Passage for review
In this article, we exclusively examined artificial intelligence-generated training programmes, while thoroughly considering literature and guidelines, leaving the potential impact of personal trainer’s recommendations and supervisions unassessed. Also, we did not explore whether ChatGPT can synthesise contextual information, for example, modifying training based on physical readiness. Nevertheless, ChatGPT offered no potential real-time adjustments, or revisions to training protocols, based on feedback or individual progression. Intuitively, practitioners with a sound understanding of resistance training remain best suited to adjusting these variables. Currently, we propose that ChatGPT cannot replace the judgement and empathy of a human practitioner and gaps in acknowledging recent advancements in related research are evident.
CONCLUSIONS
ChatGPT generated realistic information for resistance training, guided by user prompts. However, the suggested programme may require modification. GPT4.0ADV provided greater detail and consideration of training status when prescribing training. As artificial intelligence technologies develop over time, future versions may enhance the user experience. Further exploration and validation of ChatGPT-generated training programmes in real-world settings and with actual athletes is warranted to ascertain their practical utility.
Practical Applications
– ChatGPT can accelerate idea generation and detailed resistance training prescription.
– ChatGPT produced credible information, which may be suitable for general exercise guidance. However, additional professional assistance appears necessary for optimal outcomes.
– During isolating circumstances such as the COVID-19 pandemic, the use of a ChatGPT ‘chatbot’ for training prescription may help bridge information gaps.
– ChatGPT should be used as a supplementary tool (not a replacement) and combining artificial intelligence with human expertise may optimise exercise prescription effectiveness.

Tasks
1. Do these statements agree with the excerpt on ChatGPT training programs? For each one, answer yes or no and quote the words from the excerpt that settle it.
(a) The authors tested whether ChatGPT could modify training based on physical readiness.
(b) GPT4.0ADV gave more detail and took training status into account when prescribing training.
(c) ChatGPT should replace human practitioners in exercise prescription.
2. Can you transcribe the stretch of the excerpt on ChatGPT training programs from "Practical Applications" through "exercise prescription effectiveness."?

Extracted material
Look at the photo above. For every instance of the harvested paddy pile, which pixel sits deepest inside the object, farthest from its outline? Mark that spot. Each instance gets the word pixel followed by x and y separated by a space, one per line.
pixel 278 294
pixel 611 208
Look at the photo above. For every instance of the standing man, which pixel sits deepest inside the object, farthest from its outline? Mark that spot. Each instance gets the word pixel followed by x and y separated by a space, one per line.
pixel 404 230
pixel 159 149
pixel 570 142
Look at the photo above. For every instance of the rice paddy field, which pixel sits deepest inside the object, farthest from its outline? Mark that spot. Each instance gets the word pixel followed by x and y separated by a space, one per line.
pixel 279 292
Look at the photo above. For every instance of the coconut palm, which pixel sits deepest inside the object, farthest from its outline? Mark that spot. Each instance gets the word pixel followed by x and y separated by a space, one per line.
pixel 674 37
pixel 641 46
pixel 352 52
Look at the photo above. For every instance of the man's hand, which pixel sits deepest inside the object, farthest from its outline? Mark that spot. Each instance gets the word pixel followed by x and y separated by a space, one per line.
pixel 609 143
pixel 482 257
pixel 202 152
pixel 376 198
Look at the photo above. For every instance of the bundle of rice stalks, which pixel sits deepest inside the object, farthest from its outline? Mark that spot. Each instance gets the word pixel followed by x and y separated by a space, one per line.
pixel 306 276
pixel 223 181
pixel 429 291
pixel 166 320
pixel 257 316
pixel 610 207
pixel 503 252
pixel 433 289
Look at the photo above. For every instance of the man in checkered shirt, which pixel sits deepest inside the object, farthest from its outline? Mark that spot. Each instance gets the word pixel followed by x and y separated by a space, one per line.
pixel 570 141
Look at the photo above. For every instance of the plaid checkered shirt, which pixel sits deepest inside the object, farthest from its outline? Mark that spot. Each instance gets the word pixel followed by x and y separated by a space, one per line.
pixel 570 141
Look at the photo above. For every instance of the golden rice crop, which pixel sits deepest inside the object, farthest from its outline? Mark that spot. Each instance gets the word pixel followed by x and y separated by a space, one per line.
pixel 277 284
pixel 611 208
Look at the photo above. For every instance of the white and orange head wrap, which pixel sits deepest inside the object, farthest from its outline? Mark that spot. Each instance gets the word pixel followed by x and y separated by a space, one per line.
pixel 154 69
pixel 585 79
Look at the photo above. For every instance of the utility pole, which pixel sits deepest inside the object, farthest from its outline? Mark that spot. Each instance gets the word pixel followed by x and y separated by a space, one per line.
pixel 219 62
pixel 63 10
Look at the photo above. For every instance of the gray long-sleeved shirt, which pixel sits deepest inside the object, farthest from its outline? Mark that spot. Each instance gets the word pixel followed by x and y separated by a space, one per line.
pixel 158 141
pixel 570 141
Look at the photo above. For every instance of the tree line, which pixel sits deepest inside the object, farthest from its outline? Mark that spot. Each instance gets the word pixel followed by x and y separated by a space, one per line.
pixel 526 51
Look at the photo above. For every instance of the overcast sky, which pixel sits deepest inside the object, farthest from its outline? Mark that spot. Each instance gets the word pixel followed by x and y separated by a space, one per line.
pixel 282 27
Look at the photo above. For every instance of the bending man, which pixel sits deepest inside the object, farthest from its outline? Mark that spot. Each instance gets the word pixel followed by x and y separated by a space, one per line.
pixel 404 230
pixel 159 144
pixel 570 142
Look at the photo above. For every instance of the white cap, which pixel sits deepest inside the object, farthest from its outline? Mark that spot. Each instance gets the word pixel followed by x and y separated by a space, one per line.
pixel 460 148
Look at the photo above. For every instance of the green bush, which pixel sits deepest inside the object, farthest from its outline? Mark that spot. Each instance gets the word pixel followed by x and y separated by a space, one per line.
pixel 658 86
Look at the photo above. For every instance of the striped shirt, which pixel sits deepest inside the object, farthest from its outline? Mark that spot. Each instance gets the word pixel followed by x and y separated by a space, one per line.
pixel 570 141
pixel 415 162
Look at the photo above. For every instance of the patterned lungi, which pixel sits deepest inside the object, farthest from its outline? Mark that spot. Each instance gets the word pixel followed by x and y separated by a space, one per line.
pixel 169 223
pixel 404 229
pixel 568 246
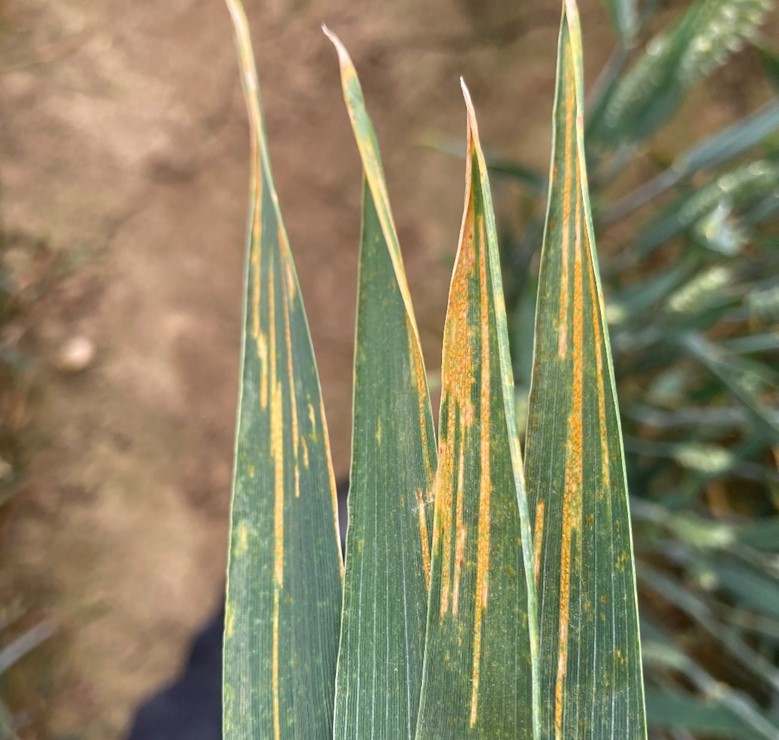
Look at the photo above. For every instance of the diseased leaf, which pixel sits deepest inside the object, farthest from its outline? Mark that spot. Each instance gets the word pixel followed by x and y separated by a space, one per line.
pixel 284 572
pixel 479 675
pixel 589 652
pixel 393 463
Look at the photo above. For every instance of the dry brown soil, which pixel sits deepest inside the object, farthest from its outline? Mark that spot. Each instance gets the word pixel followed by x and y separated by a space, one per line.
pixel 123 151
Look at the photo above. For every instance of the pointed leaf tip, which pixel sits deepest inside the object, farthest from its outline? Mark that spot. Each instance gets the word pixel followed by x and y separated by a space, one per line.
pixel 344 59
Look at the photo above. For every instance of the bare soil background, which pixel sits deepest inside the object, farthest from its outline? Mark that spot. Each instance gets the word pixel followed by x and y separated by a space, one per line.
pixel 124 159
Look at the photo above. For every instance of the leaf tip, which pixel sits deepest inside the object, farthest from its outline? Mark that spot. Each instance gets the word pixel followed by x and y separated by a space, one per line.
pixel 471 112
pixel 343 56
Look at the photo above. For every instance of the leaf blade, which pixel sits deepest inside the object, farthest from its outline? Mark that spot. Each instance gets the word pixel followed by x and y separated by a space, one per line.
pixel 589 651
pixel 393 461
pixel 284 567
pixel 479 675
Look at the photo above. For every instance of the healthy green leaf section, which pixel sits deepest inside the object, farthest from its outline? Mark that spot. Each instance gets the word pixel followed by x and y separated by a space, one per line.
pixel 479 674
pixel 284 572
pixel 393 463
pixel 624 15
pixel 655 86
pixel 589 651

--

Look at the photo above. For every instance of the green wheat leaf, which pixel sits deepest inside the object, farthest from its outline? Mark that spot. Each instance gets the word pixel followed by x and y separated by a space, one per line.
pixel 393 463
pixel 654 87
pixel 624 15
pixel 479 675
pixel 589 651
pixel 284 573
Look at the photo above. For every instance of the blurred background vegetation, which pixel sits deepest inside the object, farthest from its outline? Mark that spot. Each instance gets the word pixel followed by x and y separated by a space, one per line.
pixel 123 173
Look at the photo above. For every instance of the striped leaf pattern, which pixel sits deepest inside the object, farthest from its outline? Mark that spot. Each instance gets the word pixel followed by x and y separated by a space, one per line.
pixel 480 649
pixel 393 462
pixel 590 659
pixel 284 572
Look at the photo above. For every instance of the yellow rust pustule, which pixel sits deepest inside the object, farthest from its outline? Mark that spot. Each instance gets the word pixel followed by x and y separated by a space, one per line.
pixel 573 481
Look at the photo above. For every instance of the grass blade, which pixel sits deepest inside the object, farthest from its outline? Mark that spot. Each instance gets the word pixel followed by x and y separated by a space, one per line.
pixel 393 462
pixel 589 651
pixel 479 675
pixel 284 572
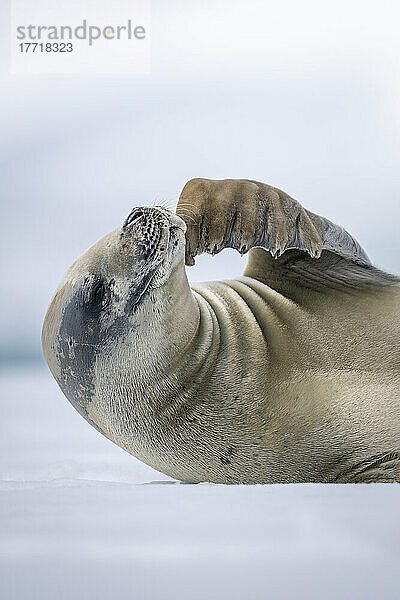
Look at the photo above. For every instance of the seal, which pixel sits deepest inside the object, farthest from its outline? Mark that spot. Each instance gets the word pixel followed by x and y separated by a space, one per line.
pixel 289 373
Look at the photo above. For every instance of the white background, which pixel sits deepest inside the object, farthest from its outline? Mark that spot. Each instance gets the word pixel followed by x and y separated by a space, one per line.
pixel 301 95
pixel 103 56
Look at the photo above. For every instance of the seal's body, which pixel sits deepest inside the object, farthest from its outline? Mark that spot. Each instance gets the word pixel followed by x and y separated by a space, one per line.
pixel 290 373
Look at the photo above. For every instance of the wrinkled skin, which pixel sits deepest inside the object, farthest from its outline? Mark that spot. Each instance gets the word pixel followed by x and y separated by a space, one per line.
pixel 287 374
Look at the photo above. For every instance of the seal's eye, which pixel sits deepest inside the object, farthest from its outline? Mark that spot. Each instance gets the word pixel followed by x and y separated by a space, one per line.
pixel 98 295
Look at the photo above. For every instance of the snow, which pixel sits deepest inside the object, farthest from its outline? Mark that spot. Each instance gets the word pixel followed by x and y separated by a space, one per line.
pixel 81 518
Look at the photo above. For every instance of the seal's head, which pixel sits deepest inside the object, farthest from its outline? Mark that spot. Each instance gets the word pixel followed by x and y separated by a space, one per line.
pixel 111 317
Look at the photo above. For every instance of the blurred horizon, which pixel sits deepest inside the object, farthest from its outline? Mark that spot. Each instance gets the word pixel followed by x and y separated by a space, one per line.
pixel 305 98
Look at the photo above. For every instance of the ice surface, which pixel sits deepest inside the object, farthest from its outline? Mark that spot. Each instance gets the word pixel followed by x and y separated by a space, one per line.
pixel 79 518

==

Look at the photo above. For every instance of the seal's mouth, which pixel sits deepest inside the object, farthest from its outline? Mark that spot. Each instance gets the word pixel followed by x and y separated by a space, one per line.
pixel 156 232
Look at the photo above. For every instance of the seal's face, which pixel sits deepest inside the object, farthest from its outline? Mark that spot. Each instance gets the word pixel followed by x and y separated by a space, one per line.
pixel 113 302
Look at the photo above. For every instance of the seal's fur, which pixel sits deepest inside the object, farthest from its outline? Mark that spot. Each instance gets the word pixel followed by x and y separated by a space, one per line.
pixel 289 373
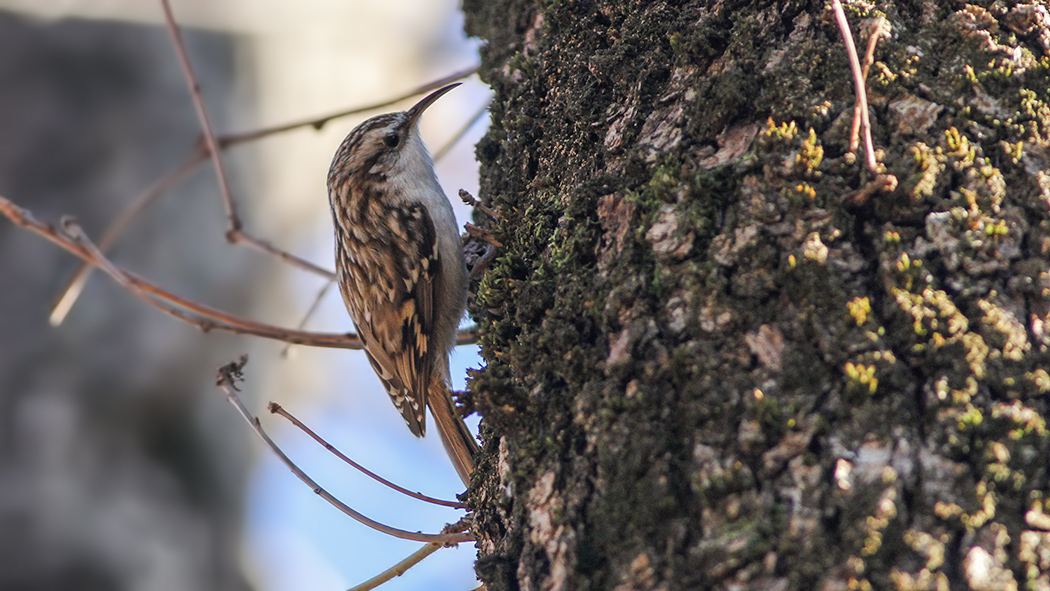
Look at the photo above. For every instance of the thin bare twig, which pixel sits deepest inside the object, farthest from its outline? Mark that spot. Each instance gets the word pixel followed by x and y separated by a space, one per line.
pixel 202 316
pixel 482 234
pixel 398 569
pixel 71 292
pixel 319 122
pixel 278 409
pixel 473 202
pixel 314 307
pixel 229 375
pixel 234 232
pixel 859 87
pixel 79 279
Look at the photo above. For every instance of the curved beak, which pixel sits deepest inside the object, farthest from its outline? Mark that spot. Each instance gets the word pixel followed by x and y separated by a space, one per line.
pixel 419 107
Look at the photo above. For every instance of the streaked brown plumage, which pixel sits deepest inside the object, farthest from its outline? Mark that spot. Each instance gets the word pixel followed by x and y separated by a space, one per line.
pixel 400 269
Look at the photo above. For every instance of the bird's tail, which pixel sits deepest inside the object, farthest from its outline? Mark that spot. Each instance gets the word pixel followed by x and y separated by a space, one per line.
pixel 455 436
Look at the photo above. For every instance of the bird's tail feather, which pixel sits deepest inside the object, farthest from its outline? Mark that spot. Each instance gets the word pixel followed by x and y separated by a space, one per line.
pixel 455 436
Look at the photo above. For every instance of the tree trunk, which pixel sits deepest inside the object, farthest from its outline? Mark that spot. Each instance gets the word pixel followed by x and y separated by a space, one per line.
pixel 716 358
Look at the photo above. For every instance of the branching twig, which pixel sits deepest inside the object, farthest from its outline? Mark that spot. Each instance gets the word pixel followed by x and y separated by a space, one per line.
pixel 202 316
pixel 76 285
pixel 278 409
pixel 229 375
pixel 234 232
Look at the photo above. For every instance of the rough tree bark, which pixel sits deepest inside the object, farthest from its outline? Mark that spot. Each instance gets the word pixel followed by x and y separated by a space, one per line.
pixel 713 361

Results for the exercise
1.
(a) No: "we did not explore whether ChatGPT can synthesise contextual information, for example, modifying training based on physical readiness."
(b) Yes: "GPT4.0ADV provided greater detail and consideration of training status when prescribing training."
(c) No: "ChatGPT should be used as a supplementary tool (not a replacement)"

2.
Practical Applications
– ChatGPT can accelerate idea generation and detailed resistance training prescription.
– ChatGPT produced credible information, which may be suitable for general exercise guidance. However, additional professional assistance appears necessary for optimal outcomes.
– During isolating circumstances such as the COVID-19 pandemic, the use of a ChatGPT ‘chatbot’ for training prescription may help bridge information gaps.
– ChatGPT should be used as a supplementary tool (not a replacement) and combining artificial intelligence with human expertise may optimise exercise prescription effectiveness.